— Start of INPUT MATERIAL —

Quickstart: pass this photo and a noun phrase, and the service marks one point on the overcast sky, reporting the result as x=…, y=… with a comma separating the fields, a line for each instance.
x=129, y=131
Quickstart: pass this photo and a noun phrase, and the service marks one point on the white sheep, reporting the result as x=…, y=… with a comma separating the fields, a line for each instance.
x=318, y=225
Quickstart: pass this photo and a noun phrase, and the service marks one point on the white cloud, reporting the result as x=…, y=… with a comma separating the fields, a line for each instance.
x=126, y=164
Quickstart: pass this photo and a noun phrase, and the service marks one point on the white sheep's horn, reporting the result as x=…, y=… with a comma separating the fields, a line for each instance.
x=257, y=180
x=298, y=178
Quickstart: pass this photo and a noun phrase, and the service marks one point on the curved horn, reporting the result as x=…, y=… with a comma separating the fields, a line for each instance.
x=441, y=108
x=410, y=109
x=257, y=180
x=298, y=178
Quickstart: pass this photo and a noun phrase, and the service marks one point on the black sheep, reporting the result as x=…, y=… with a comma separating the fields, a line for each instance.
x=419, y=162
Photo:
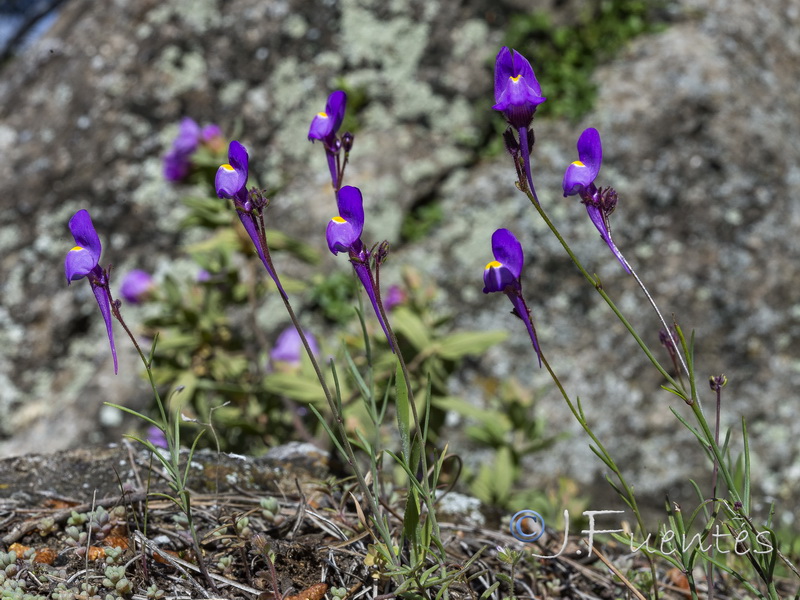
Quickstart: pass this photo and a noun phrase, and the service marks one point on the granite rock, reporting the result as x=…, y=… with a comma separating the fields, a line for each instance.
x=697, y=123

— End of INPUT MATERIAL —

> **EXERCISE DETAILS**
Would you set down the listing exactly, omitting pictures?

> **TASK RESULT**
Quickstart: pass this photo and a noun phrase, and the service marks one point on the overcast sky, reporting the result as x=…, y=… with a comma separating the fields, a line for each instance.
x=129, y=131
Quickstart: pass this photo and a noun phrase, and the service marks one point on the white sheep, reporting the result as x=…, y=… with a comma separating the fields, a line for each instance.
x=318, y=225
Quickstart: pass this photo and a noun phrase, and the service marks one point on the white cloud, reporting the result as x=…, y=… with a comma separating the fields, a line for each instance.
x=126, y=164
Quickstart: pass this photo and a noun phrase, and the service marks one point on the white sheep's horn, reporting the result as x=…, y=… with a comma separating the fields, a line for each instance.
x=257, y=180
x=298, y=178
Quickstart: pass this photo and a noun phrase, and the service marks one point on the curved horn, reporting the result as x=…, y=… with a comma separating the fields, a line for each instance.
x=441, y=108
x=410, y=109
x=257, y=180
x=298, y=178
Quickstart: pass this photo and a noun phrase, and the service marks one point on the black sheep, reporting the result as x=…, y=… with a comma separating the fields, a line for each instance.
x=419, y=162
Photo:
Quickstart: pass this photo and a noun phrase, and the service marks one point on the granite rock, reporting the result as x=…, y=… with a comma separating the fields, a line for each instance.
x=697, y=123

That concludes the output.